» **CONSIGNE 1**
Dans le texte sur le rapport de Karski, quelle page du rapport est citée dans sa version originale ?

» **TEXTE**
:::

Modifications du rapport

Le rapport rédigé par Karski diffère du rapport transmis à Londres par le gouvernement polonais en exil. Ces divergences se situent dans les sections décrivant l'attitude de la population polonaise à l'égard des Juifs sur les territoires occupés par l'Allemagne. Certaines pages du rapport ont été doublées, le sens de leur contenu étant complètement modifié[3], telle la page 6, ci-dessous dans sa version originale :

« Les Juifs ont un ressenti semblable envers les Polonais qu’envers les Allemands. Il est généralement visible qu’ils souhaitent que les Polonais comprennent que les deux peuples (Juifs polonais et Polonais catholiques ndlr) sont injustement opprimées par le même ennemi. Les larges masses de la société polonaise ne le comprennent point. Leur attitude envers les Juifs est généralement sévère, souvent impitoyable. Ils profitent des privilèges que leur donne la nouvelle situation. Ils utilisent fréquemment ces pouvoirs – ils en abusent même souvent. Cela les rapproche un peu aux Allemands ».

:::

» **CONSIGNE 2**
Mettez à jour les entrées en partant de la ligne qui contient « Target: suit jacket » et en allant jusqu'à la fin des entrées. Remplacez « Objective » par « Task », sans rien changer d'autre, et ne rendez que ces lignes.

[Éléments d'identification de lieux]

:::

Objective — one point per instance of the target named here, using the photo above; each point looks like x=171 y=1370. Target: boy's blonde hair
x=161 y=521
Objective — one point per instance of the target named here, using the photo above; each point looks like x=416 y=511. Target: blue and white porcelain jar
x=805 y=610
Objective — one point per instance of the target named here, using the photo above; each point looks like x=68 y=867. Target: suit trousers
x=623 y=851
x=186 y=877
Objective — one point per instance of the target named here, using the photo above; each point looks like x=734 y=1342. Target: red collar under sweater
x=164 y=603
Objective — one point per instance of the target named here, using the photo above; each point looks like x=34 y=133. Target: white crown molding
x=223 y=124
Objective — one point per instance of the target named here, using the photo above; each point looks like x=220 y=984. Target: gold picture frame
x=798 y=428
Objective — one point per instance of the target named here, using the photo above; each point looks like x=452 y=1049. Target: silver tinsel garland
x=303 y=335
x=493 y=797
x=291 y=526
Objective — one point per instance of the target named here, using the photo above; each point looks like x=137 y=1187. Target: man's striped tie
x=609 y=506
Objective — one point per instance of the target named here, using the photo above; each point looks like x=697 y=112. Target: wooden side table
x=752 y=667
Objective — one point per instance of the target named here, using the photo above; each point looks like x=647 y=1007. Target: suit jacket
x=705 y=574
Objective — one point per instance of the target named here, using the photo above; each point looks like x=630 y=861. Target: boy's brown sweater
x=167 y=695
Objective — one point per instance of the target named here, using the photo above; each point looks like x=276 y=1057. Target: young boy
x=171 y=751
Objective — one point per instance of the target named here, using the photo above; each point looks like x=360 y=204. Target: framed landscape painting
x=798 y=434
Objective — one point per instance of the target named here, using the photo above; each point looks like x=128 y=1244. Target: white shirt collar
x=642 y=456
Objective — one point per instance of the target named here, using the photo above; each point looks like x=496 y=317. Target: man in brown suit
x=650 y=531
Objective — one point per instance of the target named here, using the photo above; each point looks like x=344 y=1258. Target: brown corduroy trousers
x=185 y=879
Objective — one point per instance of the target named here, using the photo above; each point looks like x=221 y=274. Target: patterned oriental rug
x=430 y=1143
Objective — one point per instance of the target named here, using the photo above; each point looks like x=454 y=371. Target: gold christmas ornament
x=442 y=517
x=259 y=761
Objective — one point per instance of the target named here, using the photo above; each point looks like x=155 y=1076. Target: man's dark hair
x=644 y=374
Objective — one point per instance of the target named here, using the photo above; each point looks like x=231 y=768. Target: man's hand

:::

» **CORRIGÉ 1**
La page 6.

» **CORRIGÉ 2**
Task — one point per instance of the target named here, using the photo above; each point looks like x=647 y=1007. Target: suit jacket
x=705 y=574
Task — one point per instance of the target named here, using the photo above; each point looks like x=630 y=861. Target: boy's brown sweater
x=167 y=695
Task — one point per instance of the target named here, using the photo above; each point looks like x=276 y=1057. Target: young boy
x=171 y=751
Task — one point per instance of the target named here, using the photo above; each point looks like x=360 y=204. Target: framed landscape painting
x=798 y=434
Task — one point per instance of the target named here, using the photo above; each point looks like x=128 y=1244. Target: white shirt collar
x=642 y=456
Task — one point per instance of the target named here, using the photo above; each point looks like x=496 y=317. Target: man in brown suit
x=650 y=531
Task — one point per instance of the target named here, using the photo above; each point looks like x=344 y=1258. Target: brown corduroy trousers
x=185 y=879
Task — one point per instance of the target named here, using the photo above; each point looks like x=221 y=274. Target: patterned oriental rug
x=430 y=1143
Task — one point per instance of the target named here, using the photo above; each point looks like x=454 y=371. Target: gold christmas ornament
x=442 y=517
x=259 y=761
Task — one point per instance of the target named here, using the photo above; each point looks like x=155 y=1076. Target: man's dark hair
x=644 y=374
Task — one point per instance of the target named here, using the photo above; each point looks like x=231 y=768. Target: man's hand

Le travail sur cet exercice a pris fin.